[Textauszug]:
Zuwendungen – Das geheime Leben alltäglicher Wörter

Von Dirk Grosser. Seit vielen Jahren bin ich ein großer Bewunderer der Arbeit von David Whyte. Für mich ist er – neben Mary Oliver und John O’Donohue – eine der wichtigsten poetischen Stimmen der Gegenwart, mit einem feinen Gespür für die Zwischentöne des Lebens, für den Nebel, der über Hochmoore kriecht, für den Geruch des Herbstlaubes, für den Mensch in der Landschaft und die Berührungen, die die Welt uns zuteilwerden lässt.

Nun ist endlich ein Buch von ihm auf Deutsch erschienen. Keiner seiner Gedichtbände, sondern eine Sammlung kurzer und doch so reichhaltiger Essays über Worte, ihre tiefere Bedeutung und ihre unsichtbare Kraft, die in der Seele wirken kann. Mit großer Achtsamkeit und einem frischen, unverstellten Geist nähert sich Whyte Worten wie „Allein“, „Ehrlichkeit“ oder „Rückzug“. Auch der Verletzlichkeit, der Sehnsucht und dem Spuk sind Kapitel gewidmet, ebenso der Reife und dem Zorn und vielen anderen.

„Zuwendungen“ nennt David Whyte diese Texte – und der Titel trifft den Inhalt auf vielerlei Weise: den Menschen zugewandt, dem Menschlichen als solches zugewandt; sich der Natur zuwendend … und ebenso auch: dabei sein, Zeuge sein, wie geheimnisvolle Kräfte in dieser Welt, Bewegungen von Verlockung und Verwirrung, von Wunden und Wundern sich einander zuwenden und uns dabei in den Kreis des Echten einladen.

Datensätze

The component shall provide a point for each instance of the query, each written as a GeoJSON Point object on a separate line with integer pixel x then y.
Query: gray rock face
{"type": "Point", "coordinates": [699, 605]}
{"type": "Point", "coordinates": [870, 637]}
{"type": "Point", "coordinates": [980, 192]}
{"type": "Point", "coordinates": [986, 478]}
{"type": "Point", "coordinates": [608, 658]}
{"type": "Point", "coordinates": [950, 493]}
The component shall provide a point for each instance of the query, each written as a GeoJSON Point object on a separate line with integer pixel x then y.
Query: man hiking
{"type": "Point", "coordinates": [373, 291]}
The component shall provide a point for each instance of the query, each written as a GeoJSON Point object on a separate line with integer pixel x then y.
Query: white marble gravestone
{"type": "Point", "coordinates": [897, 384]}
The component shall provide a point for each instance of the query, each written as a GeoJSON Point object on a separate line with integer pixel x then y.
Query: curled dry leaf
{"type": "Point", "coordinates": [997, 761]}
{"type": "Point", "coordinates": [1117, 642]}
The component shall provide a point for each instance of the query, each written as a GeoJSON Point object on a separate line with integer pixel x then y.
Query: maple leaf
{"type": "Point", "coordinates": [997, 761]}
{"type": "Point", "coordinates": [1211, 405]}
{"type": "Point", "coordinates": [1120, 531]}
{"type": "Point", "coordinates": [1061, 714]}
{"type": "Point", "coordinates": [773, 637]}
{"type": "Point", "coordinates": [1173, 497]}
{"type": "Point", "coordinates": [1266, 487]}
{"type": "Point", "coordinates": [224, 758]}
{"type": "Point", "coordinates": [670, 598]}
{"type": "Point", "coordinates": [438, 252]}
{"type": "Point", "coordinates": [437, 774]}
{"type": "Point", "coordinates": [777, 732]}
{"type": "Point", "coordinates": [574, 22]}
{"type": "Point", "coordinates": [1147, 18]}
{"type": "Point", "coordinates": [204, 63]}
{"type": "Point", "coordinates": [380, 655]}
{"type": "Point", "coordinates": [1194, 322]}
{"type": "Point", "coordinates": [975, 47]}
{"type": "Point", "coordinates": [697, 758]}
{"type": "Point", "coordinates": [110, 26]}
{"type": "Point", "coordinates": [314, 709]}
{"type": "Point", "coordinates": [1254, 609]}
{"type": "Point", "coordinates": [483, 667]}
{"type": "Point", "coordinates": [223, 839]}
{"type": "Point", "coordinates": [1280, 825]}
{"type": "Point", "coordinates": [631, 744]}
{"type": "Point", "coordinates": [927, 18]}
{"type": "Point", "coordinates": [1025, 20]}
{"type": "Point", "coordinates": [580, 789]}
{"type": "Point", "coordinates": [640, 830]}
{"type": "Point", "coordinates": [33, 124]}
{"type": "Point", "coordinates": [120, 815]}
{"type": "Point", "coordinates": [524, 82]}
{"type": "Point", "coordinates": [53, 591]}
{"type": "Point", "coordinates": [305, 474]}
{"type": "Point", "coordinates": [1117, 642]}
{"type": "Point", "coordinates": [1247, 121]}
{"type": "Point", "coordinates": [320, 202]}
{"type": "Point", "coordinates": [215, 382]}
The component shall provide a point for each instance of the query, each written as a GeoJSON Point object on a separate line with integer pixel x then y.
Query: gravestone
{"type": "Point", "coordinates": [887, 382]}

[Arbeitsanweisungen]:
1) Prüfen Sie, ob die folgenden Aussagen mit der Buchbesprechung zu „Zuwendungen“ übereinstimmen, und antworten Sie jeweils mit Ja oder Nein samt den entscheidenden Worten der Buchbesprechung als wörtlichem Zitat. (a) Bei dem besprochenen Buch handelt es sich um einen Gedichtband. (b) Dem Zorn ist im Buch ein Kapitel gewidmet. (c) Das Buch ist bisher nur auf Englisch erhältlich.
2) Führen Sie die Buchbesprechung zu „Zuwendungen“ im Anschluss an ihren letzten Satz fort.
Die Auflistung ist hierfür ohne Bedeutung.

[Ergebnisse je Aufgabe]:
1)
(a) Nein: „Keiner seiner Gedichtbände, sondern eine Sammlung kurzer und doch so reichhaltiger Essays über Worte“
(b) Ja: „Auch der Verletzlichkeit, der Sehnsucht und dem Spuk sind Kapitel gewidmet, ebenso der Reife und dem Zorn“
(c) Nein: „Nun ist endlich ein Buch von ihm auf Deutsch erschienen.“

2)
Man braucht Zeit und das heute so selten gewordene Gut der Muße, um dieses Buch zu lesen – doch wenn man sich wirklich aufmerksam darauf einlässt, dann schenkt es einem den innersten Sinn unserer Sprache zurück und erhellt damit ebenso mit jedem Wort das Innerste unseres Menschseins.

Ein Buch, das nah geht, das uns viel über uns selbst lehrt, uns vermittelt durch Worte und ihren Gebrauch einen Spiegel vorhält, uns verletzlich macht und uns gleichzeitig zeigt, dass „vor Verletzlichkeit zu fliehen, heißt, vor der Essenz unserer Natur zu fliehen“. Diese Essenz unserer Natur zu entdecken, oder uns zumindest zu helfen, uns auf die Entdeckungsreise dorthin zu begeben, ist das eigentliche große Geschenk dieser „Zuwendungen“, denen ich wirklich viele, viele Leser und Leserinnen wünsche.

Dirk Grosser

Dirk Grosser ist Autor, Musiker und Seminarleiter und er berät zudem Menschen in spirituellen Krisen. Sein eigener spiritueller Weg ist beeinflusst von der Philosophie der Antike, der Naturmystik und der keltisch-mystischen Tradition, den nordisch-schamanischen Wegen, Meditation und eigener Naturerfahrung. Er hat die Begabung, in seinen Workshops und Büchern alte Geschichten auf neue Weise zu erzählen und damit die Weisheit der Mythen lebendig werden zu lassen. https://www.dirk-grosser.de

Verlagsinfo: Zuwendungen – Das geheime Leben alltäglicher Wörter

Viele der Wörter, denen sich David Whyte in diesen kurzen Essays zuwendet, scheinen vertraut zu sein. Von »Freude«, »Ehrlichkeit« und »Berührung« meinen wir zu wissen, was sie bedeuten. In den Betrachtungen des britisch-amerikanischen Dichters gewinnen diese Begriffe eine neue, unerwartete Strahlkraft, sie beginnen zu funkeln.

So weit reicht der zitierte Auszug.